- [Records supplied]
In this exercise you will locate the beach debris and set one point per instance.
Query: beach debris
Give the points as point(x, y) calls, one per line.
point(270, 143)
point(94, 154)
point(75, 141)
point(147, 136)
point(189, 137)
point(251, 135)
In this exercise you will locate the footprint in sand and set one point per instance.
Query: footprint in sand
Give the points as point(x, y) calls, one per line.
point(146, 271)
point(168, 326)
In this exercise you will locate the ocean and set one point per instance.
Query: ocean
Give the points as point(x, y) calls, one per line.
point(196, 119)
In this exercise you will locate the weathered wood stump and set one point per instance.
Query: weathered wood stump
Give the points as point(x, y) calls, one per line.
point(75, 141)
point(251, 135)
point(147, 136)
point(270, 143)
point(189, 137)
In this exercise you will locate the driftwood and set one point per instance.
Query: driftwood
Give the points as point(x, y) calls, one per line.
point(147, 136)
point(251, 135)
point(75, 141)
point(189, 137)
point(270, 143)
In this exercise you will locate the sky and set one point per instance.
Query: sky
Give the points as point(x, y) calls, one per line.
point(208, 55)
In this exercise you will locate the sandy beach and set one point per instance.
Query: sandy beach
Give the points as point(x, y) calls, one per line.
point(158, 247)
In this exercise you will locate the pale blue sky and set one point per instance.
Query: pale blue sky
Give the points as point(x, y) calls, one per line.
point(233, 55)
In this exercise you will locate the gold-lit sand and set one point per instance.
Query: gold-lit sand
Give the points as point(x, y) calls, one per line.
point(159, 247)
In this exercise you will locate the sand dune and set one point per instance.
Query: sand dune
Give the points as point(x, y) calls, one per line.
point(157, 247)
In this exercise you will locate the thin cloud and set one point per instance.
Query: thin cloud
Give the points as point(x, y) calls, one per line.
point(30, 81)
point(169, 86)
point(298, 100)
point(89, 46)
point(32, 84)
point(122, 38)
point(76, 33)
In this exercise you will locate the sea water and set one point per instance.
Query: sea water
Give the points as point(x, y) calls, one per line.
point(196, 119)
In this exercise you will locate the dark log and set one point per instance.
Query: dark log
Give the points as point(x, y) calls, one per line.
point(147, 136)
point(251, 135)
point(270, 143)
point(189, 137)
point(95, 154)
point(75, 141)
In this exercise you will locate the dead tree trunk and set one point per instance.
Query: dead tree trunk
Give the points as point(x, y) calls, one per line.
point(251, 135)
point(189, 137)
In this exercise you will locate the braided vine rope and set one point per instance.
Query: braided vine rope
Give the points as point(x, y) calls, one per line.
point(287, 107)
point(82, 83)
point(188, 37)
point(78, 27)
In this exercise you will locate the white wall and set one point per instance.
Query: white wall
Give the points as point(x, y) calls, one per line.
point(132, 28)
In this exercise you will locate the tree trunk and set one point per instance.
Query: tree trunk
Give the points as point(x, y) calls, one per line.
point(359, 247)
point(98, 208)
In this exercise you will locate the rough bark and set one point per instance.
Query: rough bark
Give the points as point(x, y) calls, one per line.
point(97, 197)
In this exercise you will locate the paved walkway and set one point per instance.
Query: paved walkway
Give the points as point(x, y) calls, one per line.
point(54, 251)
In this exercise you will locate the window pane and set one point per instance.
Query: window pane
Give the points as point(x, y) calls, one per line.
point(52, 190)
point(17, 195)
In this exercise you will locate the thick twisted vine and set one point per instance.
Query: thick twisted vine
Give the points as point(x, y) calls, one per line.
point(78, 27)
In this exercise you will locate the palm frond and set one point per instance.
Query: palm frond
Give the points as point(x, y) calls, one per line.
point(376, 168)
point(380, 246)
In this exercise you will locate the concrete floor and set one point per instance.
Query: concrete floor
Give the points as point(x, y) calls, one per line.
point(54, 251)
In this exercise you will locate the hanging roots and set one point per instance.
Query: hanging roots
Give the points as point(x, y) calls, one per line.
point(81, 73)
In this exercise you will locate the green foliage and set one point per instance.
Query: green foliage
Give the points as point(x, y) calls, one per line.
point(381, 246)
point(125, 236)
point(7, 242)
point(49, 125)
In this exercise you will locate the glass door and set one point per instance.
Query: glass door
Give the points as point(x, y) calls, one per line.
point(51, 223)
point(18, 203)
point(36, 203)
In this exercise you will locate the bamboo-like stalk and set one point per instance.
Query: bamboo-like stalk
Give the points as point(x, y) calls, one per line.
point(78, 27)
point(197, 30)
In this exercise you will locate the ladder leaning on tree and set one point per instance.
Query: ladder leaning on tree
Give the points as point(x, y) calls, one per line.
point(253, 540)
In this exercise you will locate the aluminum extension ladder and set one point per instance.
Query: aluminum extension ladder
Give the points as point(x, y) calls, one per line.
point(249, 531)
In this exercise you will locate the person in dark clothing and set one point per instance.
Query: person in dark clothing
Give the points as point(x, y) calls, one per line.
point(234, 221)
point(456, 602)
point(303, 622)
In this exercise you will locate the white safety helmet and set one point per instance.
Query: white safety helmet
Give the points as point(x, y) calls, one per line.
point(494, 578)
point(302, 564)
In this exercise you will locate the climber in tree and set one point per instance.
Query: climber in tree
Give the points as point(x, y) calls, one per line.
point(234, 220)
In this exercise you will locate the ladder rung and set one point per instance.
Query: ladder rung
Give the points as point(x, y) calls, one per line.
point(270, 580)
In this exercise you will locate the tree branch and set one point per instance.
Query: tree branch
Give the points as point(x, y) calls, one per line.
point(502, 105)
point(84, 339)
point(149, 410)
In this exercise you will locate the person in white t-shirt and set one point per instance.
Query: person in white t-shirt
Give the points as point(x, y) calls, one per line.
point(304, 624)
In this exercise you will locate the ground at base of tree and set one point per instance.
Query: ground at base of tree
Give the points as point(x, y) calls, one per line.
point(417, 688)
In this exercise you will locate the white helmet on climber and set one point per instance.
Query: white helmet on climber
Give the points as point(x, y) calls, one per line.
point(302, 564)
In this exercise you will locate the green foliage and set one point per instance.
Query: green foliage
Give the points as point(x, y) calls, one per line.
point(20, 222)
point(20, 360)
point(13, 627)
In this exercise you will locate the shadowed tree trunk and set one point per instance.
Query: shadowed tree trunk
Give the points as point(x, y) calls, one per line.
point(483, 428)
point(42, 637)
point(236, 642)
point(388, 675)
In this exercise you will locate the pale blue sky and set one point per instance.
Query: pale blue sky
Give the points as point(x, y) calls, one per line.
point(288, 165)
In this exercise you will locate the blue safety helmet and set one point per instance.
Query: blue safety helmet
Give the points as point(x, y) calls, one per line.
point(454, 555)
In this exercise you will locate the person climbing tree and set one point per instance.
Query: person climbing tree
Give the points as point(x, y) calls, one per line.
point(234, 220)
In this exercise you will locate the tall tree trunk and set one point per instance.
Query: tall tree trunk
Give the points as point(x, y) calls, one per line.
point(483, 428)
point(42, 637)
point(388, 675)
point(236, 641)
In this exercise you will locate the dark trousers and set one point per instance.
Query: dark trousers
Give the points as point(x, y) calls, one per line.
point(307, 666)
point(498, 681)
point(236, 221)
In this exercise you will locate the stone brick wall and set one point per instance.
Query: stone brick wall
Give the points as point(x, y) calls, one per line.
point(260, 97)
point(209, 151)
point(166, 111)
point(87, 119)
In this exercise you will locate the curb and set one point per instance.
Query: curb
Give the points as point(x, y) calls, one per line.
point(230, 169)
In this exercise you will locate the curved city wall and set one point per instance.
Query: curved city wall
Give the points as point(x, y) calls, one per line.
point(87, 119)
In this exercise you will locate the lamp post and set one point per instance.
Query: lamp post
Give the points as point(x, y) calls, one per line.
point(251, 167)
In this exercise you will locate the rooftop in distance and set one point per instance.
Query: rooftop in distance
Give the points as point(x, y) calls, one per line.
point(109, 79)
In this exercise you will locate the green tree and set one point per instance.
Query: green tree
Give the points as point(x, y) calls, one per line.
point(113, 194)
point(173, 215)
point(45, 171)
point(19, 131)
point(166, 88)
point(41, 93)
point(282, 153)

- [Problem to solve]
Locate "In this exercise you will locate the curved" in the data above. Then repeat, exactly, its line and each line after it through the last, adding nothing.

- [Output for this exercise]
In this exercise you will locate the curved city wall and set one point per instance.
Query: curved city wall
Give the points as point(x, y) calls, one per line.
point(87, 119)
In this exercise you will locate the lamp post and set one point per instance.
Query: lamp post
Give the points as point(x, y) calls, one per line.
point(251, 167)
In this exercise you will locate the rooftop in distance and set one point per instance.
Query: rooftop in distance
Give the points as point(x, y) calls, one per line.
point(109, 79)
In this exercise you will locate the green tree and set one point per instance.
Query: green tree
Give the points as point(x, y) calls, one per line.
point(113, 194)
point(173, 215)
point(45, 171)
point(19, 131)
point(166, 88)
point(41, 93)
point(282, 153)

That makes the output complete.